Go to the line that contains "of the doorway" and extract it along with every line after it, exactly, through the end of the data below.

→ MATERIAL FOR THE TASK:
######

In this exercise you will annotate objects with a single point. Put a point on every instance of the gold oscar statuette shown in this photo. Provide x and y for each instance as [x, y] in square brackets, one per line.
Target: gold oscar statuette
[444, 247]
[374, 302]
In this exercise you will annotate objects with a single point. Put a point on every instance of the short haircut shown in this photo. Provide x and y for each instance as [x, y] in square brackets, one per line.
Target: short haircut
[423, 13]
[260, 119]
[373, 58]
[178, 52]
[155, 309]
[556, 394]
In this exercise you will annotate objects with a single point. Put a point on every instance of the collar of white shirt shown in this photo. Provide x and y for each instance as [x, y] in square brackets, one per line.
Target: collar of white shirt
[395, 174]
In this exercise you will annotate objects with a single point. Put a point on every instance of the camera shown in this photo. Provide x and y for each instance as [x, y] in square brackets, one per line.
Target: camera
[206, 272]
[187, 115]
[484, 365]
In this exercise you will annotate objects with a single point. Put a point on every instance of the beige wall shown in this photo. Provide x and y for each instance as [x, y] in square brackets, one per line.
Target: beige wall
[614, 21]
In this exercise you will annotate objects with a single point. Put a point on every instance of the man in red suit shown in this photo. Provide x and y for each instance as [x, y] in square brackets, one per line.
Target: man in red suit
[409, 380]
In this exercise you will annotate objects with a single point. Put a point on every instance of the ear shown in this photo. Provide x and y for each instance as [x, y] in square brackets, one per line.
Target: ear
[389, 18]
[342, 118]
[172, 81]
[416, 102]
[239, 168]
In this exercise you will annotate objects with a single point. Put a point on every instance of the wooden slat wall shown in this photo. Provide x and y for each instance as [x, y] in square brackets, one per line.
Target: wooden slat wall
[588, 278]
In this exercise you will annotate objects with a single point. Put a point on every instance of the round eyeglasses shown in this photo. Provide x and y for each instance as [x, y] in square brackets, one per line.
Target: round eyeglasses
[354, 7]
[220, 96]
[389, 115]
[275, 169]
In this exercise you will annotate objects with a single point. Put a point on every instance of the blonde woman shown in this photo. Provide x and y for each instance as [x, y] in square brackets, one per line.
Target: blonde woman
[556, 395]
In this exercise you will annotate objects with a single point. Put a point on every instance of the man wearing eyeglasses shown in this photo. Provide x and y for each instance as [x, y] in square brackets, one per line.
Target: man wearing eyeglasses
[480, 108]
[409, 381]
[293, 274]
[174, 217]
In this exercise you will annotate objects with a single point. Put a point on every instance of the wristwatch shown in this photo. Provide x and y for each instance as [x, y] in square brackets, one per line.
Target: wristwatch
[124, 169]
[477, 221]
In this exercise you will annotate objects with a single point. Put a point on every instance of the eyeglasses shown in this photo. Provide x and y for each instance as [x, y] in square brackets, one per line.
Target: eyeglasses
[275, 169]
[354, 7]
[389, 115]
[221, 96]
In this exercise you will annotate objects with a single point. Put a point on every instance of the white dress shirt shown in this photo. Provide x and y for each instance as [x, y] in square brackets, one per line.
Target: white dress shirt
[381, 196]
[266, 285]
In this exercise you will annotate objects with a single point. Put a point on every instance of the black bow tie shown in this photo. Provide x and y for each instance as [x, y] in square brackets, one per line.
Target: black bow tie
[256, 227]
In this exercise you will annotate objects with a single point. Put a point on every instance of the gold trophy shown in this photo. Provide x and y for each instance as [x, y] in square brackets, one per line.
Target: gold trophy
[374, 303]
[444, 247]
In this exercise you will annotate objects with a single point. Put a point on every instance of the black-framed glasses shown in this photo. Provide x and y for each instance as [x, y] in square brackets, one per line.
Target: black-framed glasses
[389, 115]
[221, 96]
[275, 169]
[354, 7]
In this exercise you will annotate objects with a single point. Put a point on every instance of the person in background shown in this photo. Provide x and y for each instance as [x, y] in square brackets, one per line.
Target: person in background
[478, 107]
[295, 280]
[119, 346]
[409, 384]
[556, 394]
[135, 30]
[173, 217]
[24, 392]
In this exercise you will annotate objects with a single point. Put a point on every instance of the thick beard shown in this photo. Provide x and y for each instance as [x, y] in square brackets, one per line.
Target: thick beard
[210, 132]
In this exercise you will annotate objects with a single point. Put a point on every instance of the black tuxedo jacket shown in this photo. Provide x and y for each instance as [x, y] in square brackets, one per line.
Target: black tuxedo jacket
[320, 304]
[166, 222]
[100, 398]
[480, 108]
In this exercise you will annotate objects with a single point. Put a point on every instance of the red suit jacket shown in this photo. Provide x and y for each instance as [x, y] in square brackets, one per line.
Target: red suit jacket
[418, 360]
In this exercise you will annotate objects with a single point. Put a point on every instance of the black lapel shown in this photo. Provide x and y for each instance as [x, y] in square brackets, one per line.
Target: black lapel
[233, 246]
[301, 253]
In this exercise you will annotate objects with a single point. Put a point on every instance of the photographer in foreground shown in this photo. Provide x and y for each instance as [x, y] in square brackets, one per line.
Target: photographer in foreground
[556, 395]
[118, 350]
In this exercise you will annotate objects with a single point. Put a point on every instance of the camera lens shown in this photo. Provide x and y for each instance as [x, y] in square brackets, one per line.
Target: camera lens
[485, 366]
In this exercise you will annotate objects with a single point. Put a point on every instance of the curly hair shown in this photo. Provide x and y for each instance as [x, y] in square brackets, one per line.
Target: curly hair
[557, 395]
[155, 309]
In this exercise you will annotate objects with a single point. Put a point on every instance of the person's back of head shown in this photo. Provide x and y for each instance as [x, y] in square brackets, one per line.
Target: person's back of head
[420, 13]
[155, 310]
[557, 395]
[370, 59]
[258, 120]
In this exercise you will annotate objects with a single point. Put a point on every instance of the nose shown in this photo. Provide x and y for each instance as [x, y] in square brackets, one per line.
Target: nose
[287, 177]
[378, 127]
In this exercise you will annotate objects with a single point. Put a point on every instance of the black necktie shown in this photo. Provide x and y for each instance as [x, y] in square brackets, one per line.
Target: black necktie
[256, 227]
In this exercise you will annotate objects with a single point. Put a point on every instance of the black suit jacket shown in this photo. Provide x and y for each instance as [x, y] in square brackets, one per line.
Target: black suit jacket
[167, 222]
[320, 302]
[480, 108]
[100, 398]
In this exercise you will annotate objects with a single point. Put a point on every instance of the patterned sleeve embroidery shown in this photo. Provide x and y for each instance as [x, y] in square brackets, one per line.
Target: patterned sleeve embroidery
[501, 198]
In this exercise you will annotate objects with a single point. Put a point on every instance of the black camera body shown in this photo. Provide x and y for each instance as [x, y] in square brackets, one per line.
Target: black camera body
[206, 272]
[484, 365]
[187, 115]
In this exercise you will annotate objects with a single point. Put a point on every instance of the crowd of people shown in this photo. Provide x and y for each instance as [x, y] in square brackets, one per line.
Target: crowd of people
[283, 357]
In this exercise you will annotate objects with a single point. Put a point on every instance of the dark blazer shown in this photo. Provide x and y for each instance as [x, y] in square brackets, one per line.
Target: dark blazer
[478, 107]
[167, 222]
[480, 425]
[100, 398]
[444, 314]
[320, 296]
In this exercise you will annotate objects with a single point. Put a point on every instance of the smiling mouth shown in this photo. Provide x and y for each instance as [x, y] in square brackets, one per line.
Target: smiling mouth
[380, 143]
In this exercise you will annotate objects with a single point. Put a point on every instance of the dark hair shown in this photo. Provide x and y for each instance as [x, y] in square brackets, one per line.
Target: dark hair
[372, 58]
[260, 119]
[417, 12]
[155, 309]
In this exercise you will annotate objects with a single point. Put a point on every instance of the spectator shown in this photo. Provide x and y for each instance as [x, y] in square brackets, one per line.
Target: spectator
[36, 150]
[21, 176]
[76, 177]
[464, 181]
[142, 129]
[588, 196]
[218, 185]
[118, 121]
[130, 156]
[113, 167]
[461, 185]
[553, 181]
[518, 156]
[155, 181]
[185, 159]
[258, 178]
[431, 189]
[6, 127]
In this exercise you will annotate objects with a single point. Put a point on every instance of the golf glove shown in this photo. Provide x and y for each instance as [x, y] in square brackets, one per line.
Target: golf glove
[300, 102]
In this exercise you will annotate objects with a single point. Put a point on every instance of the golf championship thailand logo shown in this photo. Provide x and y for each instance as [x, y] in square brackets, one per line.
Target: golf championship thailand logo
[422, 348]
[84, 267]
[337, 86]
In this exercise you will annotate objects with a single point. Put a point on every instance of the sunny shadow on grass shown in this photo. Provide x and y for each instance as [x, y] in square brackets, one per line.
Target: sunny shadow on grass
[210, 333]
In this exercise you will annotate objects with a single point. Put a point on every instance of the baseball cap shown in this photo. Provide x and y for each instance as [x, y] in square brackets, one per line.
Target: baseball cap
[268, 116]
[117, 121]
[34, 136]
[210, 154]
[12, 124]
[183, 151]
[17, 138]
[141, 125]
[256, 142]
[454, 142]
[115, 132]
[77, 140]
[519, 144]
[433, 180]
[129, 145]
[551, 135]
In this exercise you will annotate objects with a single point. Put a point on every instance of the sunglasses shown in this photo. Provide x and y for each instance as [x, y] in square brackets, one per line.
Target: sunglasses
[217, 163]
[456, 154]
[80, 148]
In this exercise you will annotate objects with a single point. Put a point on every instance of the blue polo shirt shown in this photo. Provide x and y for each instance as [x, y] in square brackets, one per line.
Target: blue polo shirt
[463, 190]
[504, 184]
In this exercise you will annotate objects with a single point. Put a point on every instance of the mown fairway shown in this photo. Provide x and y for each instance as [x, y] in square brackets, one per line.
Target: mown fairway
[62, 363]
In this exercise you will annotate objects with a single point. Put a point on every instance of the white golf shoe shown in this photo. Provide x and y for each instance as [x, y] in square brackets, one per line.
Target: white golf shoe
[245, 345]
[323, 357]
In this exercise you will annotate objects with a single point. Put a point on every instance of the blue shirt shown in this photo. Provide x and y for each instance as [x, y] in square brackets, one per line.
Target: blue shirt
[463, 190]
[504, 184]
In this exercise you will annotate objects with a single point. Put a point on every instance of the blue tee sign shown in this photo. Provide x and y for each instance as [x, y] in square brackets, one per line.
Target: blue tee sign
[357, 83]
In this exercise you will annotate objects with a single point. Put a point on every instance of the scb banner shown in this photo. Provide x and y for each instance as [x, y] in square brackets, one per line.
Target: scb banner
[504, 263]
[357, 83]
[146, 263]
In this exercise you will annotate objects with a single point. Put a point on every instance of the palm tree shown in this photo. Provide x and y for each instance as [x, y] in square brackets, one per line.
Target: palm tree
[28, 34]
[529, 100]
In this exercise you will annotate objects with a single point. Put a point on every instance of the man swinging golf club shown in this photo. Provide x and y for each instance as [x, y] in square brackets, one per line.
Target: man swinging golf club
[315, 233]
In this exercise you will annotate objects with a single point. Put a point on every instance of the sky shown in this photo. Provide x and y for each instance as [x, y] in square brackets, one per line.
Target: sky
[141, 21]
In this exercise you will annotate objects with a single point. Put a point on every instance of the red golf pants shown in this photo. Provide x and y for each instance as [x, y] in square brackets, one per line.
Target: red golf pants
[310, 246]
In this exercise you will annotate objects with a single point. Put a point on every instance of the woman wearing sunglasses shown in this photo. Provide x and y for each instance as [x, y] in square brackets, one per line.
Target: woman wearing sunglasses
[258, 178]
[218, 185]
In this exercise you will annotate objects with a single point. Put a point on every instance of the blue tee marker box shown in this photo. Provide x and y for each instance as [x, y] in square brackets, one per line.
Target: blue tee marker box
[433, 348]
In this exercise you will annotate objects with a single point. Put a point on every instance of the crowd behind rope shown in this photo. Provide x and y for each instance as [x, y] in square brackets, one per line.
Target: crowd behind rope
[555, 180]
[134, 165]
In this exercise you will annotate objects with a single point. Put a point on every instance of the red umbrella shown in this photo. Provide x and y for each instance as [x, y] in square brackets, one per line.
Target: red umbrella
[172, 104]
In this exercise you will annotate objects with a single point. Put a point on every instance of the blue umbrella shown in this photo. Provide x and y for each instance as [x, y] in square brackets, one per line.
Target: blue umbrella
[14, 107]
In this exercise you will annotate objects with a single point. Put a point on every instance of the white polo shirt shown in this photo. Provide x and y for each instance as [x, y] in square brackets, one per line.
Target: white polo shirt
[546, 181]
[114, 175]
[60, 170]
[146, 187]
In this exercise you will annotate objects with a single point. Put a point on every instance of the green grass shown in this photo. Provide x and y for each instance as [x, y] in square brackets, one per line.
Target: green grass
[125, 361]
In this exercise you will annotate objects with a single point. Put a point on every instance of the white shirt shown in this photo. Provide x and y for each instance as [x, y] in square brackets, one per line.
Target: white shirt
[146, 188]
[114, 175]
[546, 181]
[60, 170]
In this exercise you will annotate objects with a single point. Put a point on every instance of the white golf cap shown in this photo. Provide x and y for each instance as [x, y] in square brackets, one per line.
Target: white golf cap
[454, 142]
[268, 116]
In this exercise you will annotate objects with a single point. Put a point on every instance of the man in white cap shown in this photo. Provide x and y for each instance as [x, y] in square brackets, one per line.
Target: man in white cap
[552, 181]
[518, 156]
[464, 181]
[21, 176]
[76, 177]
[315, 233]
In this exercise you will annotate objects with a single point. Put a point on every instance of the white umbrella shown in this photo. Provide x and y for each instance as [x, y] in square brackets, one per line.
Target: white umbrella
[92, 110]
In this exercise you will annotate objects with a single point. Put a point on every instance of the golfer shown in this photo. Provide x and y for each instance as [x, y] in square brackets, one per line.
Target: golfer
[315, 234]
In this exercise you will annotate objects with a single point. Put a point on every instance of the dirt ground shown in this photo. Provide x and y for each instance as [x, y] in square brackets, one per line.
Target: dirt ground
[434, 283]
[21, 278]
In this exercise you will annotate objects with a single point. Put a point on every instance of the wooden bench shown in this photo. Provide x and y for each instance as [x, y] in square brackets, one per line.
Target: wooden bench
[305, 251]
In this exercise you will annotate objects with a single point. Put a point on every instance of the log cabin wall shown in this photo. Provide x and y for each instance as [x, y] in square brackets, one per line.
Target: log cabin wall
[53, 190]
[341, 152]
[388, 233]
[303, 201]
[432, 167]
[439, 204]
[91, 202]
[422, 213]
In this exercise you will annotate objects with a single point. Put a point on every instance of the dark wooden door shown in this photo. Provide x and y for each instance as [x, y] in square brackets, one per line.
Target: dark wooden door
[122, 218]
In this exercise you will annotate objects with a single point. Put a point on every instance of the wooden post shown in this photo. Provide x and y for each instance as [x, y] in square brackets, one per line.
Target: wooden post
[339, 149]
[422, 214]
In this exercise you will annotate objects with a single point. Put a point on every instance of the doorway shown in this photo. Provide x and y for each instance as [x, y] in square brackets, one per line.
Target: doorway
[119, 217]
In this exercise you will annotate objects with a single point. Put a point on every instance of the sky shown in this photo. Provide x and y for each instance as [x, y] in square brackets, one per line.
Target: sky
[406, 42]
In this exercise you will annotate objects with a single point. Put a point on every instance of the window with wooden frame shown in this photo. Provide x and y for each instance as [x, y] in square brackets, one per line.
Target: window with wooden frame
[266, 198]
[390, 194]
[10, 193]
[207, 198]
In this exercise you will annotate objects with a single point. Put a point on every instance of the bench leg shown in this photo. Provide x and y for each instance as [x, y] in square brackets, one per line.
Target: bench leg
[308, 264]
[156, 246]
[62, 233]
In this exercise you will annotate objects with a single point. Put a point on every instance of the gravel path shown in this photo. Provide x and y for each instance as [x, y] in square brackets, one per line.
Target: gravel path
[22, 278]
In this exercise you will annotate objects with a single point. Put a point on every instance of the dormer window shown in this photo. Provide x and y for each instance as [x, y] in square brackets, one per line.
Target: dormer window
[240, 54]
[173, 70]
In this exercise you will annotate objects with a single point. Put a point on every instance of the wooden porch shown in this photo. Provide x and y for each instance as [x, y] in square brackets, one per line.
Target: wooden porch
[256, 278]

######

→ TASK OUTPUT:
In this exercise you will annotate objects with a single point. Put a point on every instance of the doorway shown in this photo. Provide x and y for each instance as [x, y] in square brackets, one per line.
Target: doorway
[119, 217]
In this exercise you will annotate objects with a single point. Put a point on every instance of the sky shown in this photo. Provide x and y for each instance as [x, y] in square brackets, one per line.
Target: sky
[406, 42]
In this exercise you will annotate objects with a single point. Put a point on every instance of the window with wooden frame shown in this photo. Provide x and y for each instance as [x, y] in square brackets, one per line.
Target: window with wooden frame
[266, 198]
[390, 194]
[10, 193]
[207, 198]
In this exercise you will annotate objects with a single point. Put a point on every instance of the bench leg shown in this photo. Provide x and y for each instance as [x, y] in square brackets, one per line.
Target: bench leg
[308, 264]
[156, 246]
[62, 233]
In this exercise you will annotate objects with a single point. Put a point on every instance of the gravel path shown in this photo. Provide x and y for each instance as [x, y] in square brackets, one per line.
Target: gravel path
[22, 278]
In this exercise you will annotate objects with a single point. Put a point on every instance of the dormer window shown in this photo. Provide x and y for each instance as [x, y] in square brackets, one per line.
Target: dormer window
[240, 54]
[173, 70]
In this exercise you will annotate objects with a single point. Put a point on every instance of the wooden porch shown in this photo. Provide x and y for each instance as [x, y] in square brackets, one per line.
Target: wooden porch
[256, 278]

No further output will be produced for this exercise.